● WRITTEN TASK:
Count the lines in the records below that contain the string "water". Reply with the number alone.

[Coordinate annotation entries]
---

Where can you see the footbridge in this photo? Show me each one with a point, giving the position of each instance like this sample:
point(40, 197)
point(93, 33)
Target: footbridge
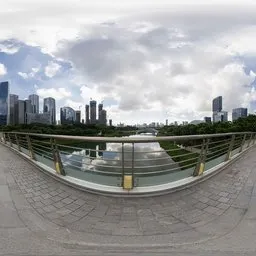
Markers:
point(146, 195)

---

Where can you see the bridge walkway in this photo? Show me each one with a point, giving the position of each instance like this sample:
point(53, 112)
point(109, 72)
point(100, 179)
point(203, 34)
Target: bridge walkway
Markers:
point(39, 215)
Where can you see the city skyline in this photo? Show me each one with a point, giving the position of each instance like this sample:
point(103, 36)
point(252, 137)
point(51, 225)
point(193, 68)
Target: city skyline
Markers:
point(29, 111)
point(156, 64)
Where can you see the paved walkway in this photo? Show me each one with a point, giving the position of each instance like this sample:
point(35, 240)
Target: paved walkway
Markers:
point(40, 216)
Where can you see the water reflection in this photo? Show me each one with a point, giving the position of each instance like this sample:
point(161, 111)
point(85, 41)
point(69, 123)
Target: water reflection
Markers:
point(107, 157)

---

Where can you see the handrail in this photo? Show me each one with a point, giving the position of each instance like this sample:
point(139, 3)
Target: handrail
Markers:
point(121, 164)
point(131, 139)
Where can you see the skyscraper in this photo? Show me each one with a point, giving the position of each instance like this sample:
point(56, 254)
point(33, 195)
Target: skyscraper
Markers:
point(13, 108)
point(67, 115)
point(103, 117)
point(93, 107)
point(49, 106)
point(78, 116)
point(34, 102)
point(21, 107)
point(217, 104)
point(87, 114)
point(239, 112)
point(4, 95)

---

● SOLUTION FOR THIS PROBLEM:
2